[Stored data]
----
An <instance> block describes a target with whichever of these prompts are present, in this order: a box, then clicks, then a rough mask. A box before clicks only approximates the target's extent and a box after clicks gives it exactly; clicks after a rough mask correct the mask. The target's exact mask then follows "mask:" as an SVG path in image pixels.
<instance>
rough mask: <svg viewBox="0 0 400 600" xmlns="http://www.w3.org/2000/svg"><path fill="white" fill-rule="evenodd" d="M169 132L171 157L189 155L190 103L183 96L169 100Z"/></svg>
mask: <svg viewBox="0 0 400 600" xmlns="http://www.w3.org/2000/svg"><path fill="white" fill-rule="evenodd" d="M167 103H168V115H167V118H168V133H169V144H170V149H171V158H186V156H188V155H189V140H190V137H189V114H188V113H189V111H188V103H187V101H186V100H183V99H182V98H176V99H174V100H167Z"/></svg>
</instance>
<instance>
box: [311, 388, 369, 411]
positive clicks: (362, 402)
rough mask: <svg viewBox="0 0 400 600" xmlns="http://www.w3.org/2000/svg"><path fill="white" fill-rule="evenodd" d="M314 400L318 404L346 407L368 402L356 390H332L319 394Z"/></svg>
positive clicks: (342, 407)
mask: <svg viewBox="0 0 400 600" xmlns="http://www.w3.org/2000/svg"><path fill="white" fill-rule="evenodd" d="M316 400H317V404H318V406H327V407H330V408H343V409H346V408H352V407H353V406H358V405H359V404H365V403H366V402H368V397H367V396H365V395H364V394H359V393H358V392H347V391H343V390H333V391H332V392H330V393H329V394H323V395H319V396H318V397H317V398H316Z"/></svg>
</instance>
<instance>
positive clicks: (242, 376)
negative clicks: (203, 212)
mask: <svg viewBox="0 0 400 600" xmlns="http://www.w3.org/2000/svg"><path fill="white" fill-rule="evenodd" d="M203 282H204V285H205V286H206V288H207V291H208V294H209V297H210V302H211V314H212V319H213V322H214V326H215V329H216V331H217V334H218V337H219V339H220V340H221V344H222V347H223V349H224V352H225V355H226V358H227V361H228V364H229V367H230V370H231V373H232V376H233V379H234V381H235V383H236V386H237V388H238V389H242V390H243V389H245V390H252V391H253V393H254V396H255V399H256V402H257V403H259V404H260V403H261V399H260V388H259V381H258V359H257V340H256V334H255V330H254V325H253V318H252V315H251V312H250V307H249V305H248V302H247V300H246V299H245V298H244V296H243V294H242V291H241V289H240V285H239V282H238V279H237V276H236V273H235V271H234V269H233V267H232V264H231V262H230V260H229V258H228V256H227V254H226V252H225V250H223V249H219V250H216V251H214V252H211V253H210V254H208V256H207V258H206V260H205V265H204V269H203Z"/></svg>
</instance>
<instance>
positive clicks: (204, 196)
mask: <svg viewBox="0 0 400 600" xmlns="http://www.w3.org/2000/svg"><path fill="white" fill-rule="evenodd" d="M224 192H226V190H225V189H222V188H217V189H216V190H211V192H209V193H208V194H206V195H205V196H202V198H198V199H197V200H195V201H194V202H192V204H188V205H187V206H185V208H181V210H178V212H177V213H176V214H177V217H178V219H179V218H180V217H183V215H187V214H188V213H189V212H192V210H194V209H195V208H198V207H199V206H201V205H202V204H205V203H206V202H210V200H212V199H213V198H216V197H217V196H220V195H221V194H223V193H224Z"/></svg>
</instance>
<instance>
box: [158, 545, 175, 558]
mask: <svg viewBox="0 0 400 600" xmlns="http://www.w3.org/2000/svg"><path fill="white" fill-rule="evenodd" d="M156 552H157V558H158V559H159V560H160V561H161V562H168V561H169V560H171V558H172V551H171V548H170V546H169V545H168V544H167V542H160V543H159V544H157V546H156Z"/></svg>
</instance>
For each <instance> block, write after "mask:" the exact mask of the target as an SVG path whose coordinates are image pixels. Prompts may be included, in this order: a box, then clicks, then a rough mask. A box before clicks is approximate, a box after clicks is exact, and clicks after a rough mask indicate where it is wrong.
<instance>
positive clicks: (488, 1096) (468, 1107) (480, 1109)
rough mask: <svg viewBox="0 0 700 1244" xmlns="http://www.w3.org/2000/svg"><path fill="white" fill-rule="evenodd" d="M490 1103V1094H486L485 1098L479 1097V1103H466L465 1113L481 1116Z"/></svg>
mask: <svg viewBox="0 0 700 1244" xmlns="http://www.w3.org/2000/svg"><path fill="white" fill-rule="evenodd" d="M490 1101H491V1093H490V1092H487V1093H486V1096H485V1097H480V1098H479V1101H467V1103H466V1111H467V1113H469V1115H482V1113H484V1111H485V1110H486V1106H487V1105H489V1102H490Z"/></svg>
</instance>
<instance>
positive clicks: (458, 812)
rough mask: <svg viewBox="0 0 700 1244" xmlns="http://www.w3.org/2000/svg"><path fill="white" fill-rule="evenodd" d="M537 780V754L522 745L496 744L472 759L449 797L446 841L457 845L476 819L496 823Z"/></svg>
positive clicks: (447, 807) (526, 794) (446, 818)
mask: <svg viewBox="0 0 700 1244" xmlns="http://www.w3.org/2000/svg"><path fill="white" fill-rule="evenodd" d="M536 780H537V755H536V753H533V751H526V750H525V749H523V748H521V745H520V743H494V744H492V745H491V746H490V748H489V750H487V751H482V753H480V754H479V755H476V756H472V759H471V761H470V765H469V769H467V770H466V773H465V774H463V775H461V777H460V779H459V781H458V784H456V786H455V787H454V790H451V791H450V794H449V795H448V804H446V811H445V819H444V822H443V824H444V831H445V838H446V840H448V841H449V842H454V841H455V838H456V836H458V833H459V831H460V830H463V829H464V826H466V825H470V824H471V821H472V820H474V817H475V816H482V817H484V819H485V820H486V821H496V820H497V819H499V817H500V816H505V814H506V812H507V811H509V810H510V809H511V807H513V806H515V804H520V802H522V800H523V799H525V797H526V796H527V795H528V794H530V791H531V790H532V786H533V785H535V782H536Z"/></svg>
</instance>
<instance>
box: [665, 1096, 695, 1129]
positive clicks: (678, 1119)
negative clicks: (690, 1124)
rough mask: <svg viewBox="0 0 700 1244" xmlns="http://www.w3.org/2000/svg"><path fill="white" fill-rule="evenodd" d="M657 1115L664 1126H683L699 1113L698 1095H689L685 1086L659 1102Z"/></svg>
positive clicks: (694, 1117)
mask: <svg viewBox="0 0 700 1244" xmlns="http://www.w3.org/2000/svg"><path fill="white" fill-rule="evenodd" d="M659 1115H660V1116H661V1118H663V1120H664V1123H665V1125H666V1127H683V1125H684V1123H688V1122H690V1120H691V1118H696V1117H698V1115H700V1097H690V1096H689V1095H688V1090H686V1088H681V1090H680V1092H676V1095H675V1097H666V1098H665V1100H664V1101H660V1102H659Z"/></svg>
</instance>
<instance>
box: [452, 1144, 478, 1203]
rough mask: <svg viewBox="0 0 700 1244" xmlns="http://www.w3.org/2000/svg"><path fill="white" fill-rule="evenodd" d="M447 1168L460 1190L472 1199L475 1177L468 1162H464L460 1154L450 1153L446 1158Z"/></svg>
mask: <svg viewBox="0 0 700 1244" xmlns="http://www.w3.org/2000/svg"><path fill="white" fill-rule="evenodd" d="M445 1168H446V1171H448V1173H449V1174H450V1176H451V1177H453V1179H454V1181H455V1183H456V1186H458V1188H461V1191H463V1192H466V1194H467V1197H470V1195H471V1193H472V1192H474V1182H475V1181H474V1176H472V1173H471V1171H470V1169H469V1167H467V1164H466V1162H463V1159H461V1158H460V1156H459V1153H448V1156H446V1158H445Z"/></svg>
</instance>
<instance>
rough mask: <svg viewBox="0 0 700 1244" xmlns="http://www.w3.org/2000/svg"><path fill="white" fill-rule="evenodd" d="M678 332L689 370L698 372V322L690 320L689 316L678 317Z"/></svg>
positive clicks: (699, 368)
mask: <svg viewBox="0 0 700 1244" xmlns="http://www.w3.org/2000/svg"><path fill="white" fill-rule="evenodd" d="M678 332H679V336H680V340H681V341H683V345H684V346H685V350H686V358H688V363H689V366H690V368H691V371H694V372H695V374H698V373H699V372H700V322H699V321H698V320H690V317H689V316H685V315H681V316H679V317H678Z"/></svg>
----
*WHAT IS EXPECTED*: From the entries, copy every line in which the word "after" occurs.

*EXPECTED ANSWER*:
An <instance> block describes a target with whichever of these prompts are present, in this order: a box, then clicks, then a rough mask. A box before clicks only approximates the target's extent and a box after clicks gives it exactly; clicks after a rough mask correct the mask. The target's exact mask then follows "mask:" as an SVG path in image pixels.
For each <instance> block, write after "mask:" the exact mask of the target as an SVG path whose coordinates are image pixels. Prompts may be included, in this order: a box, then clicks, then a rough mask. A box before clicks is approximate, a box after clicks is exact, and clicks after a rough mask indicate where it is wrong.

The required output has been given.